Dataset items:
*****

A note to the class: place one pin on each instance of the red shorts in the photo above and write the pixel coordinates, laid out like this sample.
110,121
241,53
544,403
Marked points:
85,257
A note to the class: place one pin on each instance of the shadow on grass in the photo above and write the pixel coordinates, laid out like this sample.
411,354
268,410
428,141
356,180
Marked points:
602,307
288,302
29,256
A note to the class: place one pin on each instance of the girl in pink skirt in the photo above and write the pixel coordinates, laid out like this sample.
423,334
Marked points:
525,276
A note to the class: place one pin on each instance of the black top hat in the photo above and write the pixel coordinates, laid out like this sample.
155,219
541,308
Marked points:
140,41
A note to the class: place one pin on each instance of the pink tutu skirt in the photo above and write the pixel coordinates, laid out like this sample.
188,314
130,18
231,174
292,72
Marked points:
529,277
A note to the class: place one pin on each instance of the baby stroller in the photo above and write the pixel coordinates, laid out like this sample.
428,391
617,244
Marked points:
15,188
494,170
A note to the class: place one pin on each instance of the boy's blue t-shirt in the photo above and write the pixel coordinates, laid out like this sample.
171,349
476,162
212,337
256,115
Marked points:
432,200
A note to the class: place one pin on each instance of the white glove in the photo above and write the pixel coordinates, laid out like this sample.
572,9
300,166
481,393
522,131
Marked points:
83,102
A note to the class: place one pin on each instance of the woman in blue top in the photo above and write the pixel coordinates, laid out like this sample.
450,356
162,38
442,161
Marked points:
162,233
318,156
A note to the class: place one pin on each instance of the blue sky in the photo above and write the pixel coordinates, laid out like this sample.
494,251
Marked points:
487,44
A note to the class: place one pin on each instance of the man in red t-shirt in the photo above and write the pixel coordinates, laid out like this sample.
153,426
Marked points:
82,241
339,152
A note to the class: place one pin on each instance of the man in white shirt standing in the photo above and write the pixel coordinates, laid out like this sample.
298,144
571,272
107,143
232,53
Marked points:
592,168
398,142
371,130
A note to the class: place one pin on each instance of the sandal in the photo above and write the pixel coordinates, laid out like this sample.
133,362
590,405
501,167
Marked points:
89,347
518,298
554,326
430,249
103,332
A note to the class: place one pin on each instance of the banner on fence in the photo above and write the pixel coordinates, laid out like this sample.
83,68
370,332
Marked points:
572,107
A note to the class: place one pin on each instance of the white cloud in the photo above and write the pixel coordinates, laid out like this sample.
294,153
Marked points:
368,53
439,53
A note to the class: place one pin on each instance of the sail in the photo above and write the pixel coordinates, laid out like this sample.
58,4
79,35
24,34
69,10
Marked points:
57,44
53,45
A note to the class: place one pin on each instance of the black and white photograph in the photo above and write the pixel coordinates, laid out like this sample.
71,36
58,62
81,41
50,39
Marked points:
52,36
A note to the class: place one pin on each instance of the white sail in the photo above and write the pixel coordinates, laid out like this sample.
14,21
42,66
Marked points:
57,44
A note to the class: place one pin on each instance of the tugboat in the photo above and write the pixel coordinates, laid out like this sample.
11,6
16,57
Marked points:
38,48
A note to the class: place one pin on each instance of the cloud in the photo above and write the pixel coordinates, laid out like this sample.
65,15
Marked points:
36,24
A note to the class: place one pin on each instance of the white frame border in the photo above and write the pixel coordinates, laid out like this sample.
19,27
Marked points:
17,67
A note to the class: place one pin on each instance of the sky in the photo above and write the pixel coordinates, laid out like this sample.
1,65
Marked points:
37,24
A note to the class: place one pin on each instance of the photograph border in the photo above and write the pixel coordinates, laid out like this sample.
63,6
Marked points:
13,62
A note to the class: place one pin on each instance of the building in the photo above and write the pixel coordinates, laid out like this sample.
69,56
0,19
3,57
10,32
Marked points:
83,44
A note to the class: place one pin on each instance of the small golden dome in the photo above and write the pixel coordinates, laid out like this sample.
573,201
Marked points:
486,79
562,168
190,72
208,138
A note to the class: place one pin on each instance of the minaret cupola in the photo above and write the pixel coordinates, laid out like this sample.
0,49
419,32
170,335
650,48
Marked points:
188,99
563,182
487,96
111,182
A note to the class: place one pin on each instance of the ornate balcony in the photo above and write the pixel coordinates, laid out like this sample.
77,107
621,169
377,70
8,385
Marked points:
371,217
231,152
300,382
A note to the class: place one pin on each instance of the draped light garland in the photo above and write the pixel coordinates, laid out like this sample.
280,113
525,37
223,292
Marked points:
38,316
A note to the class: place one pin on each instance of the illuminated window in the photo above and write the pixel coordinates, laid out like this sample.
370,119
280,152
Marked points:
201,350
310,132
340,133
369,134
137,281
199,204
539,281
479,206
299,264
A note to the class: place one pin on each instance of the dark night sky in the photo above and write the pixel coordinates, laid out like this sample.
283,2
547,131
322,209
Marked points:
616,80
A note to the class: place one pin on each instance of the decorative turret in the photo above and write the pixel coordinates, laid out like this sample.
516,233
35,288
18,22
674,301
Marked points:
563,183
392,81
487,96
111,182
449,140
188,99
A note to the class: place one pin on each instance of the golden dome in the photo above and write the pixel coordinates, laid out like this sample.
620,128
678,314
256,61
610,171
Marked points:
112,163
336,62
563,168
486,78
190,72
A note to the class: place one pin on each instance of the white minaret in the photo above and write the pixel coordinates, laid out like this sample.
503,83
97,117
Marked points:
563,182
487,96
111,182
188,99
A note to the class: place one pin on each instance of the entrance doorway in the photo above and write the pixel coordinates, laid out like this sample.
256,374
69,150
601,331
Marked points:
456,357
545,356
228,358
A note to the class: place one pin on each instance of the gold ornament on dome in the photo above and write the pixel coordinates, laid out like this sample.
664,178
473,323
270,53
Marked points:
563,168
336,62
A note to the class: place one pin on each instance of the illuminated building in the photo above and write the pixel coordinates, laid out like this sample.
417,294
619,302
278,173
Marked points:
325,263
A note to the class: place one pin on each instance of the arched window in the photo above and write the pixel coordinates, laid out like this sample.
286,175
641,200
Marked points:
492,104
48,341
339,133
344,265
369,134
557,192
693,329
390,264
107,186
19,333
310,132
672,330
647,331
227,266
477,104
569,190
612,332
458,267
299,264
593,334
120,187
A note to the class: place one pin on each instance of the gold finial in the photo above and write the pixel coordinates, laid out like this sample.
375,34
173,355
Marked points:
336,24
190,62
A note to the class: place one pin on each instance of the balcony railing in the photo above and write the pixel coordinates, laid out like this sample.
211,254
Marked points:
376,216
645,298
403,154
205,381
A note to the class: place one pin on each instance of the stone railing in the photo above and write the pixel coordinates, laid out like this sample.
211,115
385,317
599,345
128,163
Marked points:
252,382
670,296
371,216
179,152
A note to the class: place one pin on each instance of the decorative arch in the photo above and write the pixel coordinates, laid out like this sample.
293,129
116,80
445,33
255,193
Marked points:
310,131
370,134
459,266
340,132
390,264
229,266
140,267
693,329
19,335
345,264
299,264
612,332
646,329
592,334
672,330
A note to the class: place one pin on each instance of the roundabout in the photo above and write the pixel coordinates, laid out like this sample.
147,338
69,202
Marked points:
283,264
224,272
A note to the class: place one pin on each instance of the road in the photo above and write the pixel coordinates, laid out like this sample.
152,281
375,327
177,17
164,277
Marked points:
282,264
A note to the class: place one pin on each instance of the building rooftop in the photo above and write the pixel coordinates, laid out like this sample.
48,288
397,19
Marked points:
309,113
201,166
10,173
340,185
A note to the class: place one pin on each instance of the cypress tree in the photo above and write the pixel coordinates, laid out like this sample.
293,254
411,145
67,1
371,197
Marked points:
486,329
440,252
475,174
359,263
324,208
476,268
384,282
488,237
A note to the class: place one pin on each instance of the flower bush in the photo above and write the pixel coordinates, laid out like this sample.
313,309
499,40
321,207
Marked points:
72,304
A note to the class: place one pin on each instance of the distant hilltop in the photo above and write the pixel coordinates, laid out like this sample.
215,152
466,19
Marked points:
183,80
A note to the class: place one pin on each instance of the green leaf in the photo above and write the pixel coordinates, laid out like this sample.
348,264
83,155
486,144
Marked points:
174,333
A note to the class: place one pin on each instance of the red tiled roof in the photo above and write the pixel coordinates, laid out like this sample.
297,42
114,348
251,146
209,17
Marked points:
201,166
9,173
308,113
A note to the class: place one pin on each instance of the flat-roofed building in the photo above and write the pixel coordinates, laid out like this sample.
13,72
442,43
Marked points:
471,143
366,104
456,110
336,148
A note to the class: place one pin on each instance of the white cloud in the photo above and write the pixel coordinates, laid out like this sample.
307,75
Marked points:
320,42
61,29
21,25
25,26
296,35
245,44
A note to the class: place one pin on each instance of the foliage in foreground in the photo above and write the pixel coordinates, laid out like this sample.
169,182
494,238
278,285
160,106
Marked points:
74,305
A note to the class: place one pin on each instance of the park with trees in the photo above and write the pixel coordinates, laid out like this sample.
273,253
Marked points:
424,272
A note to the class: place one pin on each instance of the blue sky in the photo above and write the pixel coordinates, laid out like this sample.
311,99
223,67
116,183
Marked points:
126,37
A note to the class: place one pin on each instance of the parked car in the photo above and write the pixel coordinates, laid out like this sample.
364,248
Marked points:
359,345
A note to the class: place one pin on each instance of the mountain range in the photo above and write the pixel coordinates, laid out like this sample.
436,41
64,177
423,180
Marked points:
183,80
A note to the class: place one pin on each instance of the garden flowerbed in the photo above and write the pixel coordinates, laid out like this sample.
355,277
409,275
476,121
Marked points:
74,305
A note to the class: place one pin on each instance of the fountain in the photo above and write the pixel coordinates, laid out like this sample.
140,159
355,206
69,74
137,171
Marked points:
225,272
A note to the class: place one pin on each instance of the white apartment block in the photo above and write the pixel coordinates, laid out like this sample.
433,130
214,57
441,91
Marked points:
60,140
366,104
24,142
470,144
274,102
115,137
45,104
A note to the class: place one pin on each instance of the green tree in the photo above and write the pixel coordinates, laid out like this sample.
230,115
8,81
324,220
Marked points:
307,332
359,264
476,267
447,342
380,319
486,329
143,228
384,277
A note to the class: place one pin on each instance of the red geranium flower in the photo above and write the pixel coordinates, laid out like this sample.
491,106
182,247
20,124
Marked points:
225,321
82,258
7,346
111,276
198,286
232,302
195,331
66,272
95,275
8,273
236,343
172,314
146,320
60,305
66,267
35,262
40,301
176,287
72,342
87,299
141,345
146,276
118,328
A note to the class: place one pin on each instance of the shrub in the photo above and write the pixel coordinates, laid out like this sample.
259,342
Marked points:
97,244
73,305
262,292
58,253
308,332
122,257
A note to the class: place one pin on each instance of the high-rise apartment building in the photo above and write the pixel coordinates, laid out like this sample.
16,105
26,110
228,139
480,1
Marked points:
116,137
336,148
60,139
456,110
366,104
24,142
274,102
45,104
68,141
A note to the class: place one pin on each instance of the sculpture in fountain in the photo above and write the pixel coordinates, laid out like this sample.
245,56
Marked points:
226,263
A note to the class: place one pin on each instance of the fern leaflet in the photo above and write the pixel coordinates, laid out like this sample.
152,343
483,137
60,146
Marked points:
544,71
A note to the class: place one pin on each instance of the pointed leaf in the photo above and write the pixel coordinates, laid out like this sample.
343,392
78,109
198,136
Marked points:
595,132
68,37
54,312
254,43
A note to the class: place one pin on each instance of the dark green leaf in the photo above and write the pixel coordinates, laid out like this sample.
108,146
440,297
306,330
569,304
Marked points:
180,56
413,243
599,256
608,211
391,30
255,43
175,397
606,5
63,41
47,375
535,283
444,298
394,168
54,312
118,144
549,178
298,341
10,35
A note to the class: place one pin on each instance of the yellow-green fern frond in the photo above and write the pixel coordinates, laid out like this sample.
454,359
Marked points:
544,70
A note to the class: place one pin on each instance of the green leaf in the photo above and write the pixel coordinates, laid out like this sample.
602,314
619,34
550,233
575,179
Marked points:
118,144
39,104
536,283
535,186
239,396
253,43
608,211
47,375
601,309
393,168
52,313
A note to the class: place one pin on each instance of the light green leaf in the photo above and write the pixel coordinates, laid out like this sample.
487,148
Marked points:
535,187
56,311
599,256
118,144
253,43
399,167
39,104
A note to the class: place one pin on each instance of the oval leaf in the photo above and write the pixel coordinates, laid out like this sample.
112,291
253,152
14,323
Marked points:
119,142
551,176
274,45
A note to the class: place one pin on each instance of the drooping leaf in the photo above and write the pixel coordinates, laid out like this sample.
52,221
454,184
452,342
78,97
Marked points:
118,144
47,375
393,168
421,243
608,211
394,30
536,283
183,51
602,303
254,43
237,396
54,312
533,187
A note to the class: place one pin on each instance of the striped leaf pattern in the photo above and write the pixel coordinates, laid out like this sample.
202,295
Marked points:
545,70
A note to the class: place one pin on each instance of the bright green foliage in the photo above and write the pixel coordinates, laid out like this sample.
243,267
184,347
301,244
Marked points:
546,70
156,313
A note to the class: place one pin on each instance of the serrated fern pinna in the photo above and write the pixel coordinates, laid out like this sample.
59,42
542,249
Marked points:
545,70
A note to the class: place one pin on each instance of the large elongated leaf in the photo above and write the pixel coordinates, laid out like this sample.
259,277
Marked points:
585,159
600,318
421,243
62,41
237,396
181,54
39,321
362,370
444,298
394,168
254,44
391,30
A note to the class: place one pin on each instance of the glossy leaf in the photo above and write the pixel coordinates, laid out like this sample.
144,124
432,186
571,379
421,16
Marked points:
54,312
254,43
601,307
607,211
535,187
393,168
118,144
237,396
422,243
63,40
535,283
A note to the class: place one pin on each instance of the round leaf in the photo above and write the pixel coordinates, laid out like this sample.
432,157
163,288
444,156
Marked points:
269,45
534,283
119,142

*****

**Set task**
Repeat, word for word, every line from the line that contains "of the bright" to the end of the entries; include both of those lines and no others.

**Task response**
A note to the class: place one pin on each instance of the bright green foliage in the photo above and write the pixel coordinates, laid out like this sample.
243,267
184,347
301,244
Marked points:
546,70
156,313
A note to the class: place one pin on each instance of the serrated fern pinna in the photo above and write the pixel coordinates, laid out like this sample.
59,42
542,249
Marked points:
545,70
A note to the class: place one pin on each instance of the large elongated leaf in the photo above and write the pixel coordinates, laid out like this sample.
259,277
Marked points:
585,159
600,318
421,243
62,41
237,396
181,54
39,321
362,370
444,298
394,168
254,44
391,30
A note to the class: place one pin on each instance of the glossy leaf in the photo above and write the pixel coordinates, laid out like this sample.
144,124
432,186
571,379
421,16
Marked points:
54,312
254,43
601,307
607,211
535,187
393,168
118,144
237,396
422,243
63,40
535,283
A note to the class: place one pin on each instance of the round leaf in the photo above and write the pixel coordinates, laid out like this sample.
432,157
163,288
444,156
Marked points:
269,45
534,283
119,142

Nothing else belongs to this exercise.